* **Task data**
┌────────
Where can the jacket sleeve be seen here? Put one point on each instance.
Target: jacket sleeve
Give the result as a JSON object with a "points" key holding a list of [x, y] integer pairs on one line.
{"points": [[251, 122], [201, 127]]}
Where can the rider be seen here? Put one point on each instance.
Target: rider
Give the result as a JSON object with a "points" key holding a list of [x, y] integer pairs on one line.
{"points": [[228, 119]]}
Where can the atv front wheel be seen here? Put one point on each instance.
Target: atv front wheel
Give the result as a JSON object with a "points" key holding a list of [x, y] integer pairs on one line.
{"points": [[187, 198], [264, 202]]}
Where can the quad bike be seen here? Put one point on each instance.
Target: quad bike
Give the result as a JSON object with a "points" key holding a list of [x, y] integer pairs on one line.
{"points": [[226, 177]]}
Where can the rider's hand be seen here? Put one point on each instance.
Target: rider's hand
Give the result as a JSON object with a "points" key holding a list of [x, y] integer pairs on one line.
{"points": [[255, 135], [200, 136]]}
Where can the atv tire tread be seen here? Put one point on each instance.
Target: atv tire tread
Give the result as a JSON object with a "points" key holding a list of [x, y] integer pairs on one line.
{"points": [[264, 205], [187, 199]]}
└────────
┌────────
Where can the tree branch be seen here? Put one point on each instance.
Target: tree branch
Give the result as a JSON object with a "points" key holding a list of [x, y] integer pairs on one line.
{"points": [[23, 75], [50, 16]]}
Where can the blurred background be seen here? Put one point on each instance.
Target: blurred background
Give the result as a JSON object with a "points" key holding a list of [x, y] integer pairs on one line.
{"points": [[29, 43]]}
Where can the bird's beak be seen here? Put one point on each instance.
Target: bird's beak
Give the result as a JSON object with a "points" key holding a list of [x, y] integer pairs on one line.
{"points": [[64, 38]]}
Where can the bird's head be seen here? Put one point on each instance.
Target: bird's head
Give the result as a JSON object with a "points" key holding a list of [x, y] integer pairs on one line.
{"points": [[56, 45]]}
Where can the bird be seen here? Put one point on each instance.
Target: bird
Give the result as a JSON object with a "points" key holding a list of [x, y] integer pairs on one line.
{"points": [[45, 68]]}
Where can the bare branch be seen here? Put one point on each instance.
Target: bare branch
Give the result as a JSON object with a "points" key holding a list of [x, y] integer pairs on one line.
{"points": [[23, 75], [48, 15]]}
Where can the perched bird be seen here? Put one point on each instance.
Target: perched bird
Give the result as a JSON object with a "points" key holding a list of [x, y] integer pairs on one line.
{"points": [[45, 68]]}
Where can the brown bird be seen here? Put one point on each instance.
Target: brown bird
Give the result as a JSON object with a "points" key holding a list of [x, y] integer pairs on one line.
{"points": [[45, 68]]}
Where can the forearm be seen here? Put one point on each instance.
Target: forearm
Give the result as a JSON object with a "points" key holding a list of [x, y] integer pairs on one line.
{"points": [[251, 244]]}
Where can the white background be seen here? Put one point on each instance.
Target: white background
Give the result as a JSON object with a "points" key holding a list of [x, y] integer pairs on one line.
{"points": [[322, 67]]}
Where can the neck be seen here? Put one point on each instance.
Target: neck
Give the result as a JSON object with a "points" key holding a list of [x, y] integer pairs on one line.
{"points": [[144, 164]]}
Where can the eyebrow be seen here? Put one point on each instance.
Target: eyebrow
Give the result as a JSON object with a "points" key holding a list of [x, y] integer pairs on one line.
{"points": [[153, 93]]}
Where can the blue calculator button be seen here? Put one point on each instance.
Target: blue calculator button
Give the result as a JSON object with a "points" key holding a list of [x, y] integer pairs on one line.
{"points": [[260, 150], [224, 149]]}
└────────
┌────────
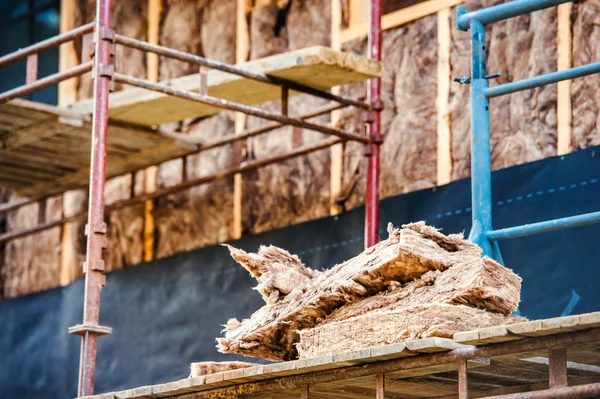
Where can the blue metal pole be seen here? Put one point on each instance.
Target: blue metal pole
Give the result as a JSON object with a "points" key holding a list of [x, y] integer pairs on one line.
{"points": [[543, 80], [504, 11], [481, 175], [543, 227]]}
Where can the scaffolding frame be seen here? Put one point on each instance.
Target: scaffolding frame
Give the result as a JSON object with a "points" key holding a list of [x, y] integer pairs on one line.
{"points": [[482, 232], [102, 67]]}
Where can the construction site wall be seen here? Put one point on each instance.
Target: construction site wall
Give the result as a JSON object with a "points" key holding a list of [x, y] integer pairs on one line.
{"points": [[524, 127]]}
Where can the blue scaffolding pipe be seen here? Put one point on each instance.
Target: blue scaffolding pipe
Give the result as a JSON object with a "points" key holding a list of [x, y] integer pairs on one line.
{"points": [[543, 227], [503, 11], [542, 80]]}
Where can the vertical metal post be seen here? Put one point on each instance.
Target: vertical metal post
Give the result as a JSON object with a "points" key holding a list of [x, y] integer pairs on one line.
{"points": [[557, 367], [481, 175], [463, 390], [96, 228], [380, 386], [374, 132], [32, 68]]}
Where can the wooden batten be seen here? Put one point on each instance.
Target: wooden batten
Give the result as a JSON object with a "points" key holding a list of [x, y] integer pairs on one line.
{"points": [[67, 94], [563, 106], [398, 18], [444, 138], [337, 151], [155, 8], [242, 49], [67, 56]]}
└────────
* **Goal of the exercise**
How many of the lines above contain the string "tread", with case counting? Reply with the number alone.

* **Result for this exercise**
2